*** Opening Extract provided ***

Most applications could benefit from a faster infrastructure. Storage performance, especially IOPS, has been routinely identified as a primary impediment to improving compute infrastructure speed. Not surprisingly, customers are turning to Flash Solid State Devices (SSDs) as a solution to this IOPS problem, and caching is emerging as an efficient method for implementing flash SSDs.
Host server-based caching is an excellent option, as it brings the cache closer to application processors and can simplify implementation, compared with network attached caching appliances or storage-based cache areas. While the use of flash as a host server-side cache is becoming more common, NAND flash as a storage medium does have some challenges when used in these environments, due mainly to the high turnover of data that caching produces.
Flash controllers must do a lot under the covers to make flash a viable technology for traditional storage implementations. This can mean overhead to align writes to flash blocks, managing wear leveling, optimizing write amplification, and running the ‘garbage collection’ process. When solid state storage is used as a static storage area, most enterprise flash controllers are able to keep up with these tasks. But, the high data turnover that’s common in caching applications can adversely impact SSD performance and reduce life expectancy. Marvell DragonFly is a server-based caching solution (a turn-key appliance on a PCIe card) that has an answer to these challenges.
What Is Marvell DragonFly?
The DragonFly Virtual Storage Accelerator (VSA) is a full- or half-height, half-length PCIe 2.0 x8 card which utilizes a two-level cache, consisting of DRAM and NAND flash storage. It contains up to 8GB of DDR3 DRAM, ultracapacitor-protected to back up to 32GB of on-board SLC flash. It supports 2.5 and 3.5-inch SATA or SAS, SLC or MLC drives, both 6Gb/s and 3Gb/s. Host OS support includes major Linux distributions running XenServer or KVM, VMware ESX and ESXi, and MS Windows Server with Hyper-V.
This two level intelligent cache architecture provides several key benefits. The 8GB of L1 DRAM cache can support many times that capacity of L2 NAND flash storage, allowing the cache to scale by adding more low-cost MLC SSDs to the server. This provides for a cost-effective, incremental expansion of IOPS performance as applications and workloads scale over time. As the working data set becomes more active via spatial or temporal locality it also increases the chances of a cache hit.
Marvell’s dual-level cache structure is also unique in that it operates across both reads and writes. While most conventional caches are read-only (write-thru), Marvell offers the advantages of both an intelligent read cache and write-back cache across a hybrid dual-stage (DRAM + SSD) cache. More importantly, DragonFly is a turn-key card solution with no additional cache software or network appliance to install. Just plug in the DragonFly card into any commodity rack mounted server and configure an ultra-thin filter driver.

*** Closing Extract provided ***
*** Opening Information given ***

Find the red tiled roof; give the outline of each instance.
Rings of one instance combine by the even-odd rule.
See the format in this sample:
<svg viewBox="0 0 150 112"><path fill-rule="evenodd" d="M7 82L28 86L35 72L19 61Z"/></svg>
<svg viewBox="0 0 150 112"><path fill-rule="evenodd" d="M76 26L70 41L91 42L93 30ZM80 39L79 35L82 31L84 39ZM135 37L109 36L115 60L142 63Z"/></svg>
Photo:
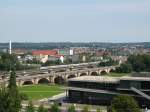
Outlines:
<svg viewBox="0 0 150 112"><path fill-rule="evenodd" d="M33 55L57 55L58 51L57 50L37 50L37 51L32 51Z"/></svg>

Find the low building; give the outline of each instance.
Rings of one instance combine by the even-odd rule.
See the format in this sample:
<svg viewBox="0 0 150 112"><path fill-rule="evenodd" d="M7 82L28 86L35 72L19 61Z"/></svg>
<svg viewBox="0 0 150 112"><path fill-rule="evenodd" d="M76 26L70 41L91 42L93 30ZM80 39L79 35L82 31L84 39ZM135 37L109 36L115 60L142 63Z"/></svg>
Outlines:
<svg viewBox="0 0 150 112"><path fill-rule="evenodd" d="M48 61L49 56L56 56L58 55L57 50L36 50L32 51L32 55L35 56L37 60L45 63Z"/></svg>
<svg viewBox="0 0 150 112"><path fill-rule="evenodd" d="M68 80L72 103L110 106L116 95L133 96L143 108L150 108L150 77L81 76Z"/></svg>

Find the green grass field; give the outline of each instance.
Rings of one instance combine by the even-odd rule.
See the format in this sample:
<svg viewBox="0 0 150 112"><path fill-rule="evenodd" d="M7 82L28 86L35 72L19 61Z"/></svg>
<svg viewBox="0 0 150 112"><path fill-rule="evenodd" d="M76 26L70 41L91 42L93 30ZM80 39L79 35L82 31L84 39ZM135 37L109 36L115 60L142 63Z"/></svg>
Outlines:
<svg viewBox="0 0 150 112"><path fill-rule="evenodd" d="M21 93L25 93L29 100L48 98L64 92L60 85L28 85L19 87Z"/></svg>

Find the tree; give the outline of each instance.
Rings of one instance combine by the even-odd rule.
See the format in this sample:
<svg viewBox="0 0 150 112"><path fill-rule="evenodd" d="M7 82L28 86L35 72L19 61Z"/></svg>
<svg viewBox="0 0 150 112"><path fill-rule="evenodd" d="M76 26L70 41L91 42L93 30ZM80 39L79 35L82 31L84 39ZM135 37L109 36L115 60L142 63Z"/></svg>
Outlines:
<svg viewBox="0 0 150 112"><path fill-rule="evenodd" d="M101 110L100 108L98 108L98 109L96 110L96 112L102 112L102 110Z"/></svg>
<svg viewBox="0 0 150 112"><path fill-rule="evenodd" d="M90 112L88 106L85 106L81 112Z"/></svg>
<svg viewBox="0 0 150 112"><path fill-rule="evenodd" d="M10 112L8 109L8 91L7 88L0 88L0 112Z"/></svg>
<svg viewBox="0 0 150 112"><path fill-rule="evenodd" d="M39 106L38 112L48 112L48 110L45 109L45 108L43 107L43 104L42 104L42 105Z"/></svg>
<svg viewBox="0 0 150 112"><path fill-rule="evenodd" d="M116 96L111 103L111 112L141 112L133 97L127 95Z"/></svg>
<svg viewBox="0 0 150 112"><path fill-rule="evenodd" d="M76 112L74 105L71 105L71 106L68 108L68 112Z"/></svg>
<svg viewBox="0 0 150 112"><path fill-rule="evenodd" d="M123 63L120 65L120 67L116 68L116 72L119 73L131 73L132 72L132 66L128 63Z"/></svg>
<svg viewBox="0 0 150 112"><path fill-rule="evenodd" d="M29 102L28 106L26 107L25 112L35 112L32 101Z"/></svg>
<svg viewBox="0 0 150 112"><path fill-rule="evenodd" d="M8 85L8 109L9 112L19 112L21 109L21 95L16 85L16 75L14 70L11 72Z"/></svg>
<svg viewBox="0 0 150 112"><path fill-rule="evenodd" d="M57 104L53 104L51 106L51 111L50 112L60 112L58 105Z"/></svg>

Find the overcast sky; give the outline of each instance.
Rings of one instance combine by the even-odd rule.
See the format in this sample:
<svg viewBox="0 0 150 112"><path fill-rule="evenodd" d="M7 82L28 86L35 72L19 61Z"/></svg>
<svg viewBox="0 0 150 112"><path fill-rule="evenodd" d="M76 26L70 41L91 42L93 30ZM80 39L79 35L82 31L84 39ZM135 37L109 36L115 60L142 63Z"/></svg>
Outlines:
<svg viewBox="0 0 150 112"><path fill-rule="evenodd" d="M150 0L0 0L0 42L150 42Z"/></svg>

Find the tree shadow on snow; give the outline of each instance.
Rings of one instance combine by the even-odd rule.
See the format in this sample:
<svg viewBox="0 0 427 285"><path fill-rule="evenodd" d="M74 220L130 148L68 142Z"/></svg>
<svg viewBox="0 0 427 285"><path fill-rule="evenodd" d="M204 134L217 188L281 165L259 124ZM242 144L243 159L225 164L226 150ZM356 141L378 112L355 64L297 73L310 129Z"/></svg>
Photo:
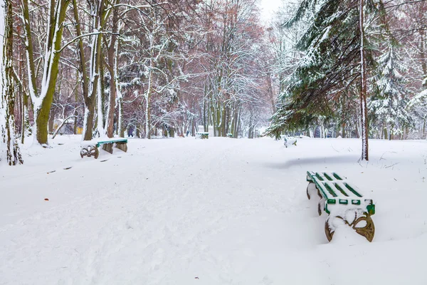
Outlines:
<svg viewBox="0 0 427 285"><path fill-rule="evenodd" d="M319 156L317 157L294 158L283 162L267 162L265 164L269 168L288 169L292 167L300 166L307 167L307 165L328 166L331 165L344 164L352 165L359 163L360 155L347 155L334 156Z"/></svg>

*** Closing Information given ***

• Problems and tasks:
1) Copy word for word the part of the DragonFly article that begins with "This two level" and ends with "a cache hit.".
2) List every job the DragonFly article says flash controllers must handle behind the scenes to make flash work for traditional storage.

• Results for the exercise:
1)
This two level intelligent cache architecture provides several key benefits. The 8GB of L1 DRAM cache can support many times that capacity of L2 NAND flash storage, allowing the cache to scale by adding more low-cost MLC SSDs to the server. This provides for a cost-effective, incremental expansion of IOPS performance as applications and workloads scale over time. As the working data set becomes more active via spatial or temporal locality it also increases the chances of a cache hit.

2)
- Aligning writes to flash blocks
- Managing wear leveling
- Optimizing write amplification
- Running the "garbage collection" process